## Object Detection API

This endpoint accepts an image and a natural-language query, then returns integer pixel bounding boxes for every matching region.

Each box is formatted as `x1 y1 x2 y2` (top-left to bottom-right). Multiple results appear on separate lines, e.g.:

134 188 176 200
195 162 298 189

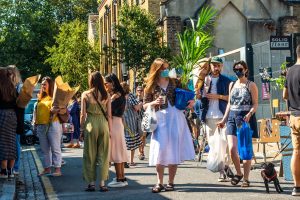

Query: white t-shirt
206 77 223 119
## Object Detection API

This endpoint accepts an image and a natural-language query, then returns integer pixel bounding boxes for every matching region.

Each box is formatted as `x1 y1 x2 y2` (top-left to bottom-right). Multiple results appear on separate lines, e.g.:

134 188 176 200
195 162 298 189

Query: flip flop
38 171 51 176
52 172 62 176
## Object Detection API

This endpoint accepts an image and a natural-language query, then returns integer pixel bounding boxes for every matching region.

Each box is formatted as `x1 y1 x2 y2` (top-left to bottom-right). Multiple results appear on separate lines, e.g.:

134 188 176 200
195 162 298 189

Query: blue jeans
14 134 21 172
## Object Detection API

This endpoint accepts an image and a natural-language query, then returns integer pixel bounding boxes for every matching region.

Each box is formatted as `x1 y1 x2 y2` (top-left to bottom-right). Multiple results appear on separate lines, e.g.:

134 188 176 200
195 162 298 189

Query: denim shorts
290 115 300 150
226 110 259 138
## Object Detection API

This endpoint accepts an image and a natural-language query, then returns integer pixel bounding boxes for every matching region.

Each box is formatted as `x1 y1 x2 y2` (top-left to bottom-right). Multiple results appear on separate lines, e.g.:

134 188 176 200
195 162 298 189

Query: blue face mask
235 71 245 78
160 69 169 78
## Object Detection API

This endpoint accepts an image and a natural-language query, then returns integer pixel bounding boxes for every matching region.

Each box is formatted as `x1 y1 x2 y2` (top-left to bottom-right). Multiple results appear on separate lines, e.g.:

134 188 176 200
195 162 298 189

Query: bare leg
115 163 125 179
7 160 15 169
243 160 251 181
1 160 7 169
115 163 122 179
291 149 300 187
156 165 165 184
227 135 242 176
168 165 177 183
130 150 135 163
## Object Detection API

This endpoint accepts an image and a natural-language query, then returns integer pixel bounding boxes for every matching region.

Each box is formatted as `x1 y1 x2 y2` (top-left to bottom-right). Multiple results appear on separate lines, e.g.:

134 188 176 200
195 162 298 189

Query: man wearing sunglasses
200 57 231 182
283 45 300 196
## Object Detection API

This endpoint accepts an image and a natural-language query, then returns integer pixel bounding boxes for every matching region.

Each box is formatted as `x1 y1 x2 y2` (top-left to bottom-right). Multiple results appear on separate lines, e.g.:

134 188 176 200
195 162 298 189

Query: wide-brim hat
211 57 223 64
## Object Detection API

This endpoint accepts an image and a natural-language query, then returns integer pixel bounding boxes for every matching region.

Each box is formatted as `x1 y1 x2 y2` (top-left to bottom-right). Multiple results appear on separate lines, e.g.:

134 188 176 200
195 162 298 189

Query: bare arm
249 82 258 114
282 87 289 100
107 94 112 131
222 82 234 123
80 92 86 131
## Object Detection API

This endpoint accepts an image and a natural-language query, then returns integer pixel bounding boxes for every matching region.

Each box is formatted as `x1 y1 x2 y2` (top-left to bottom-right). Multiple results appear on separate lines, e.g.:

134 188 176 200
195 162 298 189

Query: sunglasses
233 68 244 72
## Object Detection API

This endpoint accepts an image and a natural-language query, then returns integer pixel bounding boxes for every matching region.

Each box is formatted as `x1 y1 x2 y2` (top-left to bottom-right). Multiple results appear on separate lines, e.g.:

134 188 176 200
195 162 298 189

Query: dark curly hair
232 60 249 78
-------
◆ Job
Copy the material word for word, from its very beginning through the line that contains "206 77 223 119", including that line. Leave out the picture.

◆ Result of this task
## Object Detection API

This endpoint accepts an image and a natural-language query, then returns integer pixel bounding boxes for every matching region.

Each box is formatted as `x1 y1 x2 y2` (top-left to bottom-right). Multiple results appear on separate lines, e.g.:

134 188 176 200
195 162 298 189


Query: white t-shirt
206 77 223 119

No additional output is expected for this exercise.